* _Texto da página_
%%
Na espécie, embora o autor demonstre o título dominial, é assente na doutrina e na jurisprudência que não basta, para o acolhimento da pretensão reivindicatória, a demonstração da propriedade do imóvel pela parte autora, sendo necessária, ainda, a inexistência de justificativa plausível para a posse da parte demandada. E é precisamente dessa ausência de justificativa que decorre a injustiça da posse.

Entretanto, legítima a posse da demandada, pois devidamente justificada, consoante a ampla prova nos autos.

Isso porque, da leitura do instrumento contratual de f. 12-15, verifica-se que se trata de compra e venda ad corpus, e não ad mensuram, uma vez que as partes contratantes apenas fizeram menção a respeito da área superficial da fração de terras (1.232,10m2), sem estipular o preço por medida de extensão.

Sobre a compra e venda ad corpus, lição de Arnaldo Rizzardo:

"Trata-se da venda sem fixação do preço por medida de extensão. Na venda, considera-se o bem como corpo certo ou determinado, individualizado por suas características e confrontações, e mesmo pela simples denominação, se rural" (Contratos. 4. ed. Editora Forense, p. 349).

Por sua vez, para o referido doutrinador, a venda ad mensuram seria aquela na qual "a determinação da área é o critério decisivo na fixação do preço. Compra-se uma extensão territorial por um valor calculado por metro ou outra medida empregada".

Na espécie, não houve a estipulação do preço com base no metro quadrado ou em outra medida, mas a aquisição do bem se deu como um todo (fração ideal de 1.232,40m2 de uma área total de 14.805m2), ou seja, levando-se em conta suas peculiares características.
%%
* _Exercícios_
(a) De acordo com o texto da página, que modalidade de compra e venda se verifica no instrumento contratual de f. 12-15?
(b) Reescreva a listagem, do seu início até a linha que contém "column 291, row 101", inclusive, trocando "lead rope" por "halter" e mantendo todo o restante inalterado.
O texto da página e a listagem são independentes um do outro.

* _Linhas_
%%
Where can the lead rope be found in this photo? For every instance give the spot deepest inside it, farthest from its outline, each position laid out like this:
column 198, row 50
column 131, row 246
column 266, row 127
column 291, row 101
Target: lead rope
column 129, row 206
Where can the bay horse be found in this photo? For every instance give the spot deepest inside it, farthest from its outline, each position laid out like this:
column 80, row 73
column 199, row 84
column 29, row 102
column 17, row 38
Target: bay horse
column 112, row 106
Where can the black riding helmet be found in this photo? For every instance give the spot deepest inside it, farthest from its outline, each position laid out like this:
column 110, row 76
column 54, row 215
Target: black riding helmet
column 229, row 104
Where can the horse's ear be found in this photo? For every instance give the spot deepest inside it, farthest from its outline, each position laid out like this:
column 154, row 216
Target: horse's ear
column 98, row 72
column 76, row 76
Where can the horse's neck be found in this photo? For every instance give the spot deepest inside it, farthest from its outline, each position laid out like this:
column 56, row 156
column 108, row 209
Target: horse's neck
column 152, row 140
%%
* _Respostas dos exercícios_
(a) Trata-se de compra e venda ad corpus, e não ad mensuram.

(b)
Where can the halter be found in this photo? For every instance give the spot deepest inside it, farthest from its outline, each position laid out like this:
column 198, row 50
column 131, row 246
column 266, row 127
column 291, row 101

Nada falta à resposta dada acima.